[Start of section]

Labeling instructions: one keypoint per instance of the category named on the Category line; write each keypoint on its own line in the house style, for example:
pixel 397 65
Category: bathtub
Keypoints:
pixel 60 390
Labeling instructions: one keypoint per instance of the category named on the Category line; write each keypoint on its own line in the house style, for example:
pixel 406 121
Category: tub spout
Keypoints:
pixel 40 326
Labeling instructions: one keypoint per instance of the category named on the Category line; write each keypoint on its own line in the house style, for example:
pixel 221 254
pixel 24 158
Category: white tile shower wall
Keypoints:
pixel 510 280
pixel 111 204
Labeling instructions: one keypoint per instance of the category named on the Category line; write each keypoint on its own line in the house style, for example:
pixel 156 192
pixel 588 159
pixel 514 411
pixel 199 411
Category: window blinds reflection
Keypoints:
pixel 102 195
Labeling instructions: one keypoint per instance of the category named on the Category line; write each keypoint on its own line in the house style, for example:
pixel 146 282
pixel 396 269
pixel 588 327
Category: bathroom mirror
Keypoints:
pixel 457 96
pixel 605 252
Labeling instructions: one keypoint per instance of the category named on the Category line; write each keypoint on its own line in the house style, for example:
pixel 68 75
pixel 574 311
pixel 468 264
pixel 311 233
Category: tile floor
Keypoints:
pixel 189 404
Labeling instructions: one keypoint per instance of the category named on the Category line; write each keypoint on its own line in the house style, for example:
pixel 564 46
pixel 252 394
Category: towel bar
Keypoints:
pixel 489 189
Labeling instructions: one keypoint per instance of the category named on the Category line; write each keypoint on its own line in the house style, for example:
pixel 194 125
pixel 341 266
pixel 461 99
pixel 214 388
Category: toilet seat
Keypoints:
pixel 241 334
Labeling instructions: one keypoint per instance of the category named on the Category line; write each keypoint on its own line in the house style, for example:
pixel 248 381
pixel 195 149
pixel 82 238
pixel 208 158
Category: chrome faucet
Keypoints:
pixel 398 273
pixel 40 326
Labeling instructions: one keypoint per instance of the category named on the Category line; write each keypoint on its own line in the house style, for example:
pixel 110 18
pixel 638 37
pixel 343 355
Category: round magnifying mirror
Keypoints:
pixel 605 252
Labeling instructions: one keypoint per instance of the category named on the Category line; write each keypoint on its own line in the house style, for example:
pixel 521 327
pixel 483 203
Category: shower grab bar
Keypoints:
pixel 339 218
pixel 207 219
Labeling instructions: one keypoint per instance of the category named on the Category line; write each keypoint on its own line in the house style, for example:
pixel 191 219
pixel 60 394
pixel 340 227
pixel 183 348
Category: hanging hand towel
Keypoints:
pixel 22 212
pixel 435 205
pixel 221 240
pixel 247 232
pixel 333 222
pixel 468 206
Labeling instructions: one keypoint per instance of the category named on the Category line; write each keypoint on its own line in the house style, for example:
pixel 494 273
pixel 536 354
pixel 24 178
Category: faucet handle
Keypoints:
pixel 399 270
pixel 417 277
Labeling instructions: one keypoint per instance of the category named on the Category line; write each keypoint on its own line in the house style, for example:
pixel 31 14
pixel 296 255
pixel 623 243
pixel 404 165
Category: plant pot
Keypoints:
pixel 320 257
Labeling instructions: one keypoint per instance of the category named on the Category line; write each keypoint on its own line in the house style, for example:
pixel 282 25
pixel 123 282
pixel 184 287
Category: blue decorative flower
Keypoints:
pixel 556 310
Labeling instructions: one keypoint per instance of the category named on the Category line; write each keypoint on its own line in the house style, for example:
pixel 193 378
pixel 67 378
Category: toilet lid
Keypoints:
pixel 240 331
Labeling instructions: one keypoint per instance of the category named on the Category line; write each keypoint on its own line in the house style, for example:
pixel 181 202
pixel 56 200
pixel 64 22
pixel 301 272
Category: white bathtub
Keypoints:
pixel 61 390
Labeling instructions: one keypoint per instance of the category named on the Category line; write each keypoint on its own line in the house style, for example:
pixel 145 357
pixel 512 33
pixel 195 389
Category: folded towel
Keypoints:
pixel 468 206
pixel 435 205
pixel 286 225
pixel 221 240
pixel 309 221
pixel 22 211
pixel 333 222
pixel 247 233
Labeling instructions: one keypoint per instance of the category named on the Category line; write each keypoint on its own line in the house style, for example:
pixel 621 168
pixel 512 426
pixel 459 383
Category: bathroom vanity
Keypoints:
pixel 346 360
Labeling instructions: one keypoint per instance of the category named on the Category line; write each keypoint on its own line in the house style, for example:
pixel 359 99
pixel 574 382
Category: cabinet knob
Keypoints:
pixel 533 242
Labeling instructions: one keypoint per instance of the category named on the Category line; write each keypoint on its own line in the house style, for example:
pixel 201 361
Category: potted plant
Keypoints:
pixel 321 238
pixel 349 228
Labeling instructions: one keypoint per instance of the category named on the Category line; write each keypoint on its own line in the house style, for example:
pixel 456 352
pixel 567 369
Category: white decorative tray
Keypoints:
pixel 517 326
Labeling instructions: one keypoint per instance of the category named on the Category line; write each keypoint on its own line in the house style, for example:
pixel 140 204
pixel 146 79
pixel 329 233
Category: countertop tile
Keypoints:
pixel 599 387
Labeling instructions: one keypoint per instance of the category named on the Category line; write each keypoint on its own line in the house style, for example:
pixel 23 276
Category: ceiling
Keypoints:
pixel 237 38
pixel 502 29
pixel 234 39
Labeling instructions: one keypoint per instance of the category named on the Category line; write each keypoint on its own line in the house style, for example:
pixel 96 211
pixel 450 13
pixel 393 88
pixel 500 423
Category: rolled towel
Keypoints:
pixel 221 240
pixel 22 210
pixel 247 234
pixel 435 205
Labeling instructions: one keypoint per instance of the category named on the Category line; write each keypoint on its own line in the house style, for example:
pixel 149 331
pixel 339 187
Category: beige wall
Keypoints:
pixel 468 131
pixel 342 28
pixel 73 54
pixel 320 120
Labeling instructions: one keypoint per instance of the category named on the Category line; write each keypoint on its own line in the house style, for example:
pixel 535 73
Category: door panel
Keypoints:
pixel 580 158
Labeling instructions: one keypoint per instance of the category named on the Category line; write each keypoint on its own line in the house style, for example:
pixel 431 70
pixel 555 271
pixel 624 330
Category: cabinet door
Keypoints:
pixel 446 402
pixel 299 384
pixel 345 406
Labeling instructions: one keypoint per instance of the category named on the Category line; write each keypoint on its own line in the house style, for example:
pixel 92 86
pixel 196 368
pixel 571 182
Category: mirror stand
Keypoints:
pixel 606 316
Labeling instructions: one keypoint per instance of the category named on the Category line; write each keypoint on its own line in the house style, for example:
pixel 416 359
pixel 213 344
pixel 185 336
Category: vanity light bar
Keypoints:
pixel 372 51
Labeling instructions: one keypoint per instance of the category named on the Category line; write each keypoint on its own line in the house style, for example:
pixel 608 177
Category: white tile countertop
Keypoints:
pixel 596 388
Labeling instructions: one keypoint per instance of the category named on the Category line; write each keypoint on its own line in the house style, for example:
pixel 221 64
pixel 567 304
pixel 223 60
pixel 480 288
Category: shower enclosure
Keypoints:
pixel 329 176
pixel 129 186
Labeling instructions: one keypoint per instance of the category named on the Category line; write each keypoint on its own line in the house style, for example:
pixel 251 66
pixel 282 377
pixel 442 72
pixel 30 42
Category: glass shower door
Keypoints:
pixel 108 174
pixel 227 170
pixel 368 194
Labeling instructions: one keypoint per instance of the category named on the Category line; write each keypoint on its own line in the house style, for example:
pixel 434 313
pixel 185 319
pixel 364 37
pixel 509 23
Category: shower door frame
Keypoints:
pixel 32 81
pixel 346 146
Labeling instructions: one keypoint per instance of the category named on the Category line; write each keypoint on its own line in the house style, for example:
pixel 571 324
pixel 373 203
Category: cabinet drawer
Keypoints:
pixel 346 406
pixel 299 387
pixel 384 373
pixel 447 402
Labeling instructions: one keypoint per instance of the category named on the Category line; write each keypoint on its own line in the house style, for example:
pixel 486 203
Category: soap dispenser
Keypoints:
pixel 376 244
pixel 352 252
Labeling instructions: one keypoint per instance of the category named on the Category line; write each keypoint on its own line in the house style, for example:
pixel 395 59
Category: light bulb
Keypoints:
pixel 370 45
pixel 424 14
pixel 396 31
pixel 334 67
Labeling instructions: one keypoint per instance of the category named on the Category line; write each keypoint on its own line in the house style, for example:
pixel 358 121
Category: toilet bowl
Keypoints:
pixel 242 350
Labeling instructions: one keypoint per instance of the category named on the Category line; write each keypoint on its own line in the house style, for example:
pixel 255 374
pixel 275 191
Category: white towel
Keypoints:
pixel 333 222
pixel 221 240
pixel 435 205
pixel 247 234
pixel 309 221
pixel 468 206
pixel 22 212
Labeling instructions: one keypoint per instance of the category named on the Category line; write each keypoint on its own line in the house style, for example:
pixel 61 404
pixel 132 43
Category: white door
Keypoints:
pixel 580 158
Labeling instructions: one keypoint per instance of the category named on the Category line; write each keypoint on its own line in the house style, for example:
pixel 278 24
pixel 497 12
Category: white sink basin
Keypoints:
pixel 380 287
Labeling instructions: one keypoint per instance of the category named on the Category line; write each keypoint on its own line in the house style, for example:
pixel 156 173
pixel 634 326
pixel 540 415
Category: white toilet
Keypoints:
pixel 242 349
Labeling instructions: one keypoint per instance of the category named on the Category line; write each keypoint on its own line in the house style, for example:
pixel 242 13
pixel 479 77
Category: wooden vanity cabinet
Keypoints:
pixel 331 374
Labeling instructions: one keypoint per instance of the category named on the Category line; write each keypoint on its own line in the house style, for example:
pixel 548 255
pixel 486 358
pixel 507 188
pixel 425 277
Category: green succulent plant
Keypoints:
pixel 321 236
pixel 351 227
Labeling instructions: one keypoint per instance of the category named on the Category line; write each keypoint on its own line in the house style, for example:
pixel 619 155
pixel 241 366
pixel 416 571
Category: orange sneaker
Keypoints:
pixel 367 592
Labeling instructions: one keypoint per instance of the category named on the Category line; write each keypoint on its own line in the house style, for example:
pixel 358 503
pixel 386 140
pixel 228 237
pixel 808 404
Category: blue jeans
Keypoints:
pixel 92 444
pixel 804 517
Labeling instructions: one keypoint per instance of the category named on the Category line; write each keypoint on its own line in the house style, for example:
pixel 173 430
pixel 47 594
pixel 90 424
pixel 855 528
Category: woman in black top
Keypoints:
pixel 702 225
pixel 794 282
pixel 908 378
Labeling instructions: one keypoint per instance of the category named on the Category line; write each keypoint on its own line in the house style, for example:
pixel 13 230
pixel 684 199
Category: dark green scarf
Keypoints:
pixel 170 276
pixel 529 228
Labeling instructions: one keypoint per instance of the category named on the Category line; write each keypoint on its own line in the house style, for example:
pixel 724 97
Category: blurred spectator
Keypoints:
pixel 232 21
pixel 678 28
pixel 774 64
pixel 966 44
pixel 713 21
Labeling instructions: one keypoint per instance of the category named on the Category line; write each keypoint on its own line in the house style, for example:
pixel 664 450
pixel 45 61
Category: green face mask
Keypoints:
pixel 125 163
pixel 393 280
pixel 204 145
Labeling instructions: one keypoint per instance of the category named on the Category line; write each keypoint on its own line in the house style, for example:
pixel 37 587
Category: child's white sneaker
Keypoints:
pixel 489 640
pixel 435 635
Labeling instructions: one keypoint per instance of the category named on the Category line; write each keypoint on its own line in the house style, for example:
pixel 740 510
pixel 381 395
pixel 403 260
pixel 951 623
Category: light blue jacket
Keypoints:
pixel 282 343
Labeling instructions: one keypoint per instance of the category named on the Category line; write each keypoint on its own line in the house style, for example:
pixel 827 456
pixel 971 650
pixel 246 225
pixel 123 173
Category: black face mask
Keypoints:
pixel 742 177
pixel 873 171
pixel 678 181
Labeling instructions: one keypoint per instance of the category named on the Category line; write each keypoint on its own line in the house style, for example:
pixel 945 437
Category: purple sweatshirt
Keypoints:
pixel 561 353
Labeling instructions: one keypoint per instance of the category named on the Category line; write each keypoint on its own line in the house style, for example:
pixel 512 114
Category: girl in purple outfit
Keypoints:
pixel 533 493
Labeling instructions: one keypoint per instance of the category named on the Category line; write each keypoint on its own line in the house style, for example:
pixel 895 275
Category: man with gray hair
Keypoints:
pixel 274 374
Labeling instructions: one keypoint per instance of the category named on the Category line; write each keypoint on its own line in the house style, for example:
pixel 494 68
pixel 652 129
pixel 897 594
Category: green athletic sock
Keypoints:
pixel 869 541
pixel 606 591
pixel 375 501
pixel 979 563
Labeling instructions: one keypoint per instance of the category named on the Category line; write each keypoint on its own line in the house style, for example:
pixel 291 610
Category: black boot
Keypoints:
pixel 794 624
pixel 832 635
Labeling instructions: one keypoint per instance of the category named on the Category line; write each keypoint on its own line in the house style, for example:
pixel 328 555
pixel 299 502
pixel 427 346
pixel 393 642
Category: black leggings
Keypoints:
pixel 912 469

[End of section]

• TASK TO COMPLETE:
Look through the data above for the word "light". Report each line where it occurs.

• SOLUTION:
Category: vanity light bar
Category: light bulb
Category: light blue jacket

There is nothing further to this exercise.